(Source data)
■ ■ ■ ■ ■

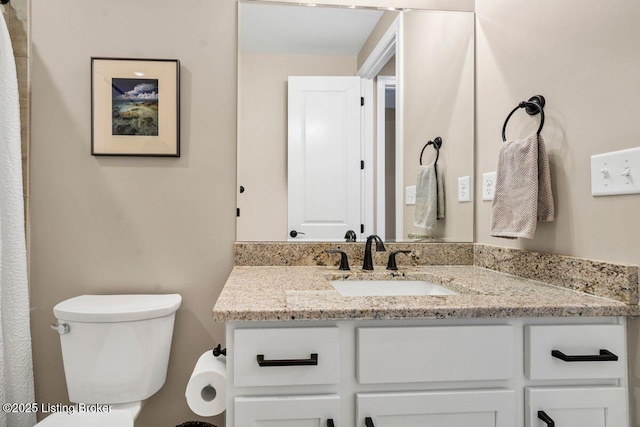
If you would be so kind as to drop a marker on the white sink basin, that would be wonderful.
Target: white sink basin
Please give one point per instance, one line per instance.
(363, 288)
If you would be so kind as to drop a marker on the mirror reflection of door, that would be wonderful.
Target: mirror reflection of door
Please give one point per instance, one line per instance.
(324, 153)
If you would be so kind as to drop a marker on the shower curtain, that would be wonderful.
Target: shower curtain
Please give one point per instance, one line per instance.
(16, 366)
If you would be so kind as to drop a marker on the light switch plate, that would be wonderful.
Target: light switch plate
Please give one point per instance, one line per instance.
(617, 172)
(464, 189)
(488, 185)
(410, 198)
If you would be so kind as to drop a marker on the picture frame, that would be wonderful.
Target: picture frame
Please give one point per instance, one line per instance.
(135, 107)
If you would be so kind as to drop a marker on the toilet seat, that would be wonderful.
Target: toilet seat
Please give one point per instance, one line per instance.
(115, 418)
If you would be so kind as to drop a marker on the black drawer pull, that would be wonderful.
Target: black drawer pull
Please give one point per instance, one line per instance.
(546, 418)
(312, 360)
(604, 356)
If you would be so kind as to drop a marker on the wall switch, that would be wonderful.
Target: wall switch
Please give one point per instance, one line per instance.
(488, 185)
(617, 172)
(464, 189)
(410, 195)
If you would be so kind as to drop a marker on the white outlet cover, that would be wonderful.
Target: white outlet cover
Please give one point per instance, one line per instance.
(410, 195)
(488, 185)
(464, 189)
(617, 172)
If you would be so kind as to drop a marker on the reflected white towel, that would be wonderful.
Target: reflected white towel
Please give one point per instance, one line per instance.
(16, 372)
(523, 189)
(429, 197)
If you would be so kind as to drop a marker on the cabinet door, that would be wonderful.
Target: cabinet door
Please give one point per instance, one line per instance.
(478, 408)
(287, 411)
(576, 406)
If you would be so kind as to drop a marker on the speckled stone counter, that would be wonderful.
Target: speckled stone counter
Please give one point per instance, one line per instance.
(264, 293)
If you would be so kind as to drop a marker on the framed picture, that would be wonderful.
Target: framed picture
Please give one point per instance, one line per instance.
(135, 107)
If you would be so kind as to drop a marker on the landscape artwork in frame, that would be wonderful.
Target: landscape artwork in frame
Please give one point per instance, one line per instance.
(135, 107)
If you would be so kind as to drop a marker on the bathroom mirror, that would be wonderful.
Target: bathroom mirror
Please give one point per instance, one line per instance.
(296, 71)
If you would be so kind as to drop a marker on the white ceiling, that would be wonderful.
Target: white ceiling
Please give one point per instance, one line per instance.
(303, 29)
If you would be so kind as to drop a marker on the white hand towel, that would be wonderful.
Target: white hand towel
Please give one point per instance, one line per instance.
(523, 189)
(16, 372)
(429, 197)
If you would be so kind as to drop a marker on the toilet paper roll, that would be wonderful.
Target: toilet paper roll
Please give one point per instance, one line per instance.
(207, 388)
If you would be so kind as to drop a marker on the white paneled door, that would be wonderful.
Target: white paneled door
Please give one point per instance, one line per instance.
(324, 157)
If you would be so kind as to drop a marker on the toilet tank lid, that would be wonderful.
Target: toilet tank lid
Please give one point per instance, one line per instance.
(116, 308)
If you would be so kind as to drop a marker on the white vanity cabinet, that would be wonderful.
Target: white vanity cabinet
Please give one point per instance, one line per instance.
(586, 353)
(437, 372)
(294, 411)
(478, 408)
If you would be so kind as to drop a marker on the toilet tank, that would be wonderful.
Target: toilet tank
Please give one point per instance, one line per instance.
(117, 347)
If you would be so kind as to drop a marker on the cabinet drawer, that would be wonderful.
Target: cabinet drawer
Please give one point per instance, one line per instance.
(576, 406)
(286, 356)
(321, 410)
(477, 408)
(586, 348)
(444, 353)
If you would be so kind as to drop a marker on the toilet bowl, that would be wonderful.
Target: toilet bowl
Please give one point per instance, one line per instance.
(115, 350)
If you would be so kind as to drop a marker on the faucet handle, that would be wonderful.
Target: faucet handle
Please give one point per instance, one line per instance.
(391, 265)
(344, 262)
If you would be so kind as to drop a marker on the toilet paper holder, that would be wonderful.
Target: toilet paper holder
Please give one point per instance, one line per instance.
(219, 351)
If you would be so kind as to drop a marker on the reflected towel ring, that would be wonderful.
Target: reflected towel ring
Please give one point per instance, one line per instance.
(533, 106)
(437, 143)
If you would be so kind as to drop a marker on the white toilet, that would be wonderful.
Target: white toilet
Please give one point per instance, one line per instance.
(115, 350)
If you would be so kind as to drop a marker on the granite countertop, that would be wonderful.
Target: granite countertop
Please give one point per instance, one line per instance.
(270, 293)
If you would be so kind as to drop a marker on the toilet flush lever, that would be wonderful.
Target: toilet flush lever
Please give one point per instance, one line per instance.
(61, 328)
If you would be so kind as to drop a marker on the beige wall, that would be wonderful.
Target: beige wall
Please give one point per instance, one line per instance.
(372, 41)
(582, 55)
(438, 101)
(262, 133)
(151, 225)
(108, 225)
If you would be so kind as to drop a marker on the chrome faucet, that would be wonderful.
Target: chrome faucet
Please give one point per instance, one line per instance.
(368, 259)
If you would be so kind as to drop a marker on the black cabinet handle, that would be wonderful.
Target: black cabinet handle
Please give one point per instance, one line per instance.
(312, 360)
(604, 356)
(546, 418)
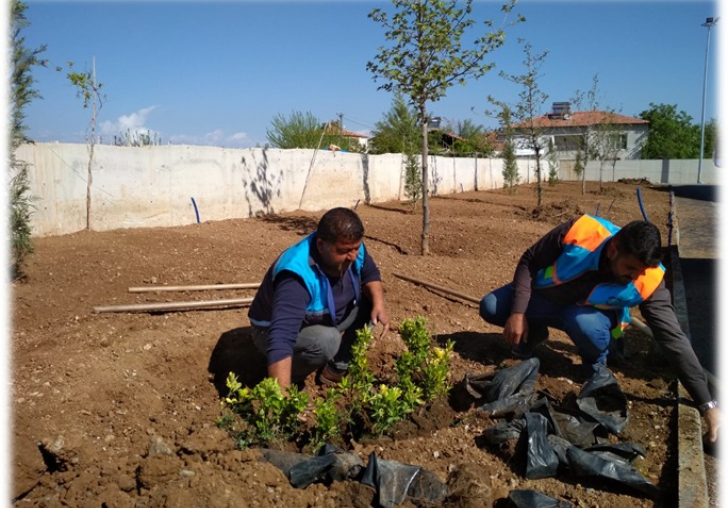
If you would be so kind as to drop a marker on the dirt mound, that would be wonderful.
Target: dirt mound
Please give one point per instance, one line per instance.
(120, 409)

■ ■ ■ ■ ■

Switch "drop a marker on" to "place a point on" in every one of the entries above and write them out again with nothing else altered. Omit the pictures.

If you would be so kind as to place a point on the white sink basin, that would be wonderful.
Target: white sink basin
Please give one point per instance, one line per instance.
(363, 288)
If you would be so kind as to place a point on the mirror reflection of door, that would be wonderful.
Target: mirror reflection of door
Please give one point per instance, one line per instance.
(324, 153)
If you would be so kind as to place a point on the shower curtain, that would be wonderful.
Target: shower curtain
Please give one point per instance, one line per instance.
(16, 366)
If you would be so kind as to place a point on the light switch plate, that would be wonderful.
Target: light switch plate
Please give one point per instance, one line per instance.
(617, 172)
(464, 189)
(488, 185)
(410, 198)
If you would be so kind as to place a point on the picture frame, that would be wonderful.
Target: picture frame
Please give one point per instance, one line per instance.
(135, 107)
If you would be so kind as to place a point on the toilet seat, that would be wonderful.
Target: toilet seat
Please give one point per instance, one line per instance.
(115, 418)
If you would be so kind as to place a point on the black drawer pull, that would be wonderful.
Target: black drawer pull
Please give one point per instance, one line per instance.
(546, 418)
(312, 360)
(604, 356)
If you would be so kind as to place a point on the wall switch, that would be wonderful.
Target: wall switch
Please give one point per instance, one line per instance.
(488, 185)
(617, 172)
(464, 189)
(410, 195)
If you would be so kind as to place a point on the white outlet cover, that would be wonderful.
Target: white outlet cover
Please give one point per instance, one line per instance.
(410, 195)
(488, 185)
(464, 189)
(617, 172)
If you would be so kind as to place a point on the reflected white towel, that would be wonderful.
Target: reflected white towel
Please give one point per instance, one line per instance.
(16, 372)
(523, 189)
(429, 197)
If you would be so kind as to place a point on the cabinet door, that would be wonderful.
Target: cabinet door
Please give one point per instance, one line per instance.
(478, 408)
(287, 411)
(576, 406)
If you would be so kind as to place a point on the speckled stone counter, that would be wonderful.
Target: speckled stone counter
Please give one point per instance, one line per instance.
(264, 293)
If you would be so kind as to place a point on the framed picture, that would be wonderful.
Target: framed picture
Please give one point per instance, one line per instance.
(135, 107)
If you would be so kind as to place a point on the landscape artwork in frame, that would be wonderful.
Target: landscape artwork in frame
Please give one point per instance, one line per instance.
(135, 107)
If you would be so kind as to place a point on the bathroom mirror, that would be wonderful.
Target: bathroom mirror
Please give one point per instance, one line per instance.
(296, 71)
If you would be so kind as to place a point on the white ceiling, that would be wonderful.
Target: white ceiling
Please give one point per instance, one line per instance.
(303, 29)
If you would be so kind as to place a point on the white hand towel, that would be wonderful.
Target: white hand towel
Please give one point per instance, one line per instance.
(523, 189)
(16, 372)
(429, 197)
If you would be so kind as to place a point on the toilet paper roll, that would be wonderful.
Target: toilet paper roll
Please give one point per instance, one line per instance.
(207, 388)
If you would be so kind as to place a point on the white paneled door, that would be wonderful.
Target: white paneled door
Please give one point per instance, one line per instance.
(324, 157)
If you would be so kind as to place a point on the toilet tank lid, that would be wonderful.
Target: toilet tank lid
Please give one point per instance, one line per instance.
(116, 308)
If you would be so kind as to place a point on the white vanity cabinet, that would be wonderful.
Target: white vanity cabinet
Please give one point per instance, one line per instance.
(586, 353)
(437, 372)
(294, 411)
(478, 408)
If you would be so kind as to place a point on the toilet tank, that would be wonderful.
Target: toilet tank
Please give one point per instance, one line per instance.
(117, 347)
If you would be so kind as to place a point on the cabinet drawer, that would be wonderful.
Target: cabinet drawer
Please give one point per instance, one line per instance.
(576, 406)
(286, 356)
(321, 410)
(477, 408)
(586, 348)
(444, 353)
If you would be so kind as to place a point on the toilet bowl, that would be wonderful.
Target: toilet bowl
Please give one point per instance, one line per instance.
(115, 350)
If you would be so kind as to place a point on the faucet handle, that would be wonderful.
Target: faucet handle
Please give one point per instance, one line per instance.
(391, 265)
(344, 262)
If you would be so kind as to place a point on the toilet paper holder, that would be wonderful.
Target: toilet paper holder
Please give one point per instance, one line per instance.
(219, 351)
If you would be so kind as to place a point on the reflected towel ring, that would be wonderful.
Target: reflected towel ring
Please give one point per instance, one line per instance.
(533, 106)
(437, 143)
If you would be so kind as to place a point on the white toilet, that would be wonderful.
Target: white toilet
Please give one point per instance, one line per instance.
(115, 350)
If you would be so kind as to place a point on the granite countertop, that would be wonderful.
Target: granite countertop
Please give one point per instance, one line per instance.
(270, 293)
If you would be so kind as to place a point on the toilet flush lever, that would be wonderful.
Target: toilet flush lever
Please give one point per instance, one line per instance.
(61, 328)
If you would be so kind as to place a point on the beige wall, that would be wonderful.
Target: beige wall
Please give one point per instance, one line per instance.
(372, 41)
(582, 55)
(438, 101)
(262, 133)
(151, 225)
(108, 225)
If you would be so kind as to place a point on the chrome faucet, that would be wonderful.
Target: chrome faucet
Please give one point per instance, one line per instance.
(368, 259)
If you would be so kind as to place a point on the black cabinet handle, that would be wonderful.
Target: black cabinet handle
Please give one point per instance, one line per instance.
(312, 360)
(604, 356)
(546, 418)
If you would be so kind as to place a point on the dirt mound, that would be wonderful.
Target: dirt mound
Please give one point per instance, one line per instance.
(120, 409)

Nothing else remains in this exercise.